**DATASET ENTRIES:**

----

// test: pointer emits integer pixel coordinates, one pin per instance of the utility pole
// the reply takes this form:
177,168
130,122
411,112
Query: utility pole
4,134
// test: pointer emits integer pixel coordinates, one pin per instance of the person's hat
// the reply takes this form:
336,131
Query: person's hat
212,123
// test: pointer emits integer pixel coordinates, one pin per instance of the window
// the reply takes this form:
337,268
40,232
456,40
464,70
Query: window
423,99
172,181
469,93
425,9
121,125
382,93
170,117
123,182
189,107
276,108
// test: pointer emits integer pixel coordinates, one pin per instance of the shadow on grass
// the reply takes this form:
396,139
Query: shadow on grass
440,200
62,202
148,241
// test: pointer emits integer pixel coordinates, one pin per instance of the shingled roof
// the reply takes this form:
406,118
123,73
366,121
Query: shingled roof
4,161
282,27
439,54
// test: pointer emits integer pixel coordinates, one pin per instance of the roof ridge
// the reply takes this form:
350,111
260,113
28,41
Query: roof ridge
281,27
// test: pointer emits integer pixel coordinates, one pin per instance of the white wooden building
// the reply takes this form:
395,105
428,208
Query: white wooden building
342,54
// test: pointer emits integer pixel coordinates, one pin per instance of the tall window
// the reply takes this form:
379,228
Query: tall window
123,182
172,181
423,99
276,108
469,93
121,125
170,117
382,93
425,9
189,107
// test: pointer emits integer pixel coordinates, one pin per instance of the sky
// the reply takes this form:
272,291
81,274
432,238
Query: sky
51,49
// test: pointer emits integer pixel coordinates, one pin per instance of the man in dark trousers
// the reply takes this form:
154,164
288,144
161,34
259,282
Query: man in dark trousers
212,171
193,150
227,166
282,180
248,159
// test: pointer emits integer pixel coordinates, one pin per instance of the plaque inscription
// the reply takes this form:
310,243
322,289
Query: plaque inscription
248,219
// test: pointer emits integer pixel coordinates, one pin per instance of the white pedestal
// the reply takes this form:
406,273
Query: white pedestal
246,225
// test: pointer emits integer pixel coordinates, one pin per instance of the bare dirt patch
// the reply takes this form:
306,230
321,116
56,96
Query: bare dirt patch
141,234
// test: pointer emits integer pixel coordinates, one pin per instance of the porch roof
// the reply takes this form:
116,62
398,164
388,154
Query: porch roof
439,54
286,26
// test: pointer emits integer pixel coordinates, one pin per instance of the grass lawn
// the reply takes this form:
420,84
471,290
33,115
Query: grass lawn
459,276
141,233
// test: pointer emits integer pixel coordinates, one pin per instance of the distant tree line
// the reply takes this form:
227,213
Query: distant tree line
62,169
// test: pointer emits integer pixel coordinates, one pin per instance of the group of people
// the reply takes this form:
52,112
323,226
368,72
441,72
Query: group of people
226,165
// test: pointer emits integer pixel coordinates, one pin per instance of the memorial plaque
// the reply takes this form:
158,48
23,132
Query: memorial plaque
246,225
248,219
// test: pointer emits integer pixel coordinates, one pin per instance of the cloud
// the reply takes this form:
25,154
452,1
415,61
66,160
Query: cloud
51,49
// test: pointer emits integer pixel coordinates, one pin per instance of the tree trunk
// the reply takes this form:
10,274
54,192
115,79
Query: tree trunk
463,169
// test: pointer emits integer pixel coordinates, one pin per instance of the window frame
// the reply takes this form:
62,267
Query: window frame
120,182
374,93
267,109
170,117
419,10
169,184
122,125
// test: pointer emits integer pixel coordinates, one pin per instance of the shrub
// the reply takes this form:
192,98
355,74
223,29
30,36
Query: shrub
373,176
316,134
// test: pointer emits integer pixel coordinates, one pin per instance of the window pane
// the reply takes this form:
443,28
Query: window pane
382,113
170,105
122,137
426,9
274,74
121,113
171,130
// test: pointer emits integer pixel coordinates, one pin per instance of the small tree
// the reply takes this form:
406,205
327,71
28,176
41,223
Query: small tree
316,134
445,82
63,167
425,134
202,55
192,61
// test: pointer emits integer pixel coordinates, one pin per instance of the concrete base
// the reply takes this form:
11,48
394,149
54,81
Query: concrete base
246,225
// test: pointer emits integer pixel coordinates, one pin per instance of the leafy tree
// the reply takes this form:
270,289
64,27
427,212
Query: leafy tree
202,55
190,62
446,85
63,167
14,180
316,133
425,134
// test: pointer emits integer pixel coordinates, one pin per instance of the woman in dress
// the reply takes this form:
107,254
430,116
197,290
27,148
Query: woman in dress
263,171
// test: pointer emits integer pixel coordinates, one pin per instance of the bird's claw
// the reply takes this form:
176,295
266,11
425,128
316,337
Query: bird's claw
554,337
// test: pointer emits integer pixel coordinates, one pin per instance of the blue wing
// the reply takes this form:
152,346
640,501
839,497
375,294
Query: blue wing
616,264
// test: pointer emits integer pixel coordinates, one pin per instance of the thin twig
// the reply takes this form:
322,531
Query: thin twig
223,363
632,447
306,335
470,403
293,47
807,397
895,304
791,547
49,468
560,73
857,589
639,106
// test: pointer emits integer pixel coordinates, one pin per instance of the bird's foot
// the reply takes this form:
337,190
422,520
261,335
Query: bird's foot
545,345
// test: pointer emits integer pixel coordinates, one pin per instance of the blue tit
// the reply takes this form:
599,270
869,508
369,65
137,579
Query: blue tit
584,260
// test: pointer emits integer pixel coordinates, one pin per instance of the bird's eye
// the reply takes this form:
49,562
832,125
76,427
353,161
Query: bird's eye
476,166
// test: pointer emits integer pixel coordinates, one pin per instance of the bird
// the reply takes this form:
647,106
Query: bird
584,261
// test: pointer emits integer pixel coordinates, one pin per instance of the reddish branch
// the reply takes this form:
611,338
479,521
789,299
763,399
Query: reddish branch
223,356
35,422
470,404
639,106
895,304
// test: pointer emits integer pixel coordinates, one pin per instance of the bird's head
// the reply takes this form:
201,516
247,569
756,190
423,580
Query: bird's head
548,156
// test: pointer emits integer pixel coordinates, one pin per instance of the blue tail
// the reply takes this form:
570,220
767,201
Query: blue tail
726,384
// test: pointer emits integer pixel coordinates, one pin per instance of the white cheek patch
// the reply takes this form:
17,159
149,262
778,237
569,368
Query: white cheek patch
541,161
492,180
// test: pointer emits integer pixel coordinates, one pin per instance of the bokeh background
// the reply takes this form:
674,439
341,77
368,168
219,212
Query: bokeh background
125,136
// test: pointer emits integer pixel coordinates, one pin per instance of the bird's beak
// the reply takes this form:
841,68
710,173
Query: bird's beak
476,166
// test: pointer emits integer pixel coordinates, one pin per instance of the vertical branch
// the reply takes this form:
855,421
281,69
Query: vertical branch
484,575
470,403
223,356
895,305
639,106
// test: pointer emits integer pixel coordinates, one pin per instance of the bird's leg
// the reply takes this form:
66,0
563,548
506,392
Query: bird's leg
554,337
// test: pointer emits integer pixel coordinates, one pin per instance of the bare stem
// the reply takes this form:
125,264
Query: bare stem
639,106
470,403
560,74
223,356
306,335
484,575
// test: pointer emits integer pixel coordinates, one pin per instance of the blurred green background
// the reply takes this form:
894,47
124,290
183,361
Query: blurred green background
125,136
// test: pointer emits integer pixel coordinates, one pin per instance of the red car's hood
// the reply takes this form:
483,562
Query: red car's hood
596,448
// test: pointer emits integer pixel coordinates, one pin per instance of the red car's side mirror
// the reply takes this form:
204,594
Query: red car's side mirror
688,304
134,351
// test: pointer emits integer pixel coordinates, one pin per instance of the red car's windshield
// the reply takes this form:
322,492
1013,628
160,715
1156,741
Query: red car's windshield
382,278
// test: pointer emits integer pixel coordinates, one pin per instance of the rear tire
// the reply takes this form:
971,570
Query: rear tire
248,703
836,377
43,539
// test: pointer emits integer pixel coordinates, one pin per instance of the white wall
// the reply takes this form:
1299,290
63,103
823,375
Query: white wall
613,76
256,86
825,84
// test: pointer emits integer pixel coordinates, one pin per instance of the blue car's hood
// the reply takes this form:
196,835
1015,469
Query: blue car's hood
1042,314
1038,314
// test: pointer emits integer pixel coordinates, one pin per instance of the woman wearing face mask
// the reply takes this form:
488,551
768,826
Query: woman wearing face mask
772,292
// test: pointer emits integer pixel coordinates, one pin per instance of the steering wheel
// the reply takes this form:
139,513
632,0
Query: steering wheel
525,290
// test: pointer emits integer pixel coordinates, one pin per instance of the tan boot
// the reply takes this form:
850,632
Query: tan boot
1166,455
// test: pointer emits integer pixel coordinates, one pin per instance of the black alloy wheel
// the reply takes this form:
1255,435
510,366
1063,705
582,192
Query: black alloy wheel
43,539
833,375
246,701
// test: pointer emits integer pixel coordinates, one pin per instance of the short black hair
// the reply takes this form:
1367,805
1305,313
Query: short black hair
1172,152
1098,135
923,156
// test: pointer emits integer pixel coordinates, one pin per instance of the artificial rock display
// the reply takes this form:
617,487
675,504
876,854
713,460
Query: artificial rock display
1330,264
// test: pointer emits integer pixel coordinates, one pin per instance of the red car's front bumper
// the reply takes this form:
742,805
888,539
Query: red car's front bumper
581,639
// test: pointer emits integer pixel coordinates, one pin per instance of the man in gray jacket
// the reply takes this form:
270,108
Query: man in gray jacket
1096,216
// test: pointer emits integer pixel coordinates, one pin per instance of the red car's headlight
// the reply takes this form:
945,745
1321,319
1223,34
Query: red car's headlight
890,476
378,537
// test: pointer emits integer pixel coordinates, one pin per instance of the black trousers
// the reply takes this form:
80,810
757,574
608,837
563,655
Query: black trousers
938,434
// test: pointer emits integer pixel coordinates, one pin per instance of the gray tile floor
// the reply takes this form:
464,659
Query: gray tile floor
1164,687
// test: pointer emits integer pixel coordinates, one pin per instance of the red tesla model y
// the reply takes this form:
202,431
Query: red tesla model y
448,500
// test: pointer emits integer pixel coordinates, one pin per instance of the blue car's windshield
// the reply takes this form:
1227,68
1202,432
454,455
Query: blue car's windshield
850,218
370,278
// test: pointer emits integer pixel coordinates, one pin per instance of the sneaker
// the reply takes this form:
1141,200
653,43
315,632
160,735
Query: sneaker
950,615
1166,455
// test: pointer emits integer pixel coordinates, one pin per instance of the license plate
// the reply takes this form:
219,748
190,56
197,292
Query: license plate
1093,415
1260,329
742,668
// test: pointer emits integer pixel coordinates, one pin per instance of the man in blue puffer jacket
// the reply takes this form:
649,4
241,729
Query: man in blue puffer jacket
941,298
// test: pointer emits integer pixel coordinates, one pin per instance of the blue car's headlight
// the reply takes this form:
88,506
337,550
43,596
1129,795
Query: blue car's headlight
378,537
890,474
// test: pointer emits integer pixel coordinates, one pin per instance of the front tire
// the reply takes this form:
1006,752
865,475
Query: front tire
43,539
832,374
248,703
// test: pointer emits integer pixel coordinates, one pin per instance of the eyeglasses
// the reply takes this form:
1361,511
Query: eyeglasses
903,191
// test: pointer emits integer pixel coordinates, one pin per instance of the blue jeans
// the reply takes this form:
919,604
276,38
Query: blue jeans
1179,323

----

**WHAT THE EXERCISE ASKS:** Copy each line exactly, from the line containing "the blue car's headlight" down to the last line of the material, and no other lines.

**SOLVED PROBLEM:**
// test: pointer emits integer pixel coordinates, one pin per instance of the blue car's headlight
// the reply takes this form:
88,506
337,550
43,596
1129,795
Query: blue car's headlight
378,537
890,474
// test: pointer emits integer pixel coordinates, one pin per instance of the front tire
// the reply takes this form:
1006,752
865,475
Query: front tire
43,539
832,374
248,703
// test: pointer emits integer pixel coordinates, one pin per instance of the eyeglasses
// the reply takes this form:
1361,511
Query: eyeglasses
903,191
// test: pointer emits integer pixel coordinates, one pin per instance of the blue jeans
// the reply takes this form:
919,604
276,38
Query: blue jeans
1179,323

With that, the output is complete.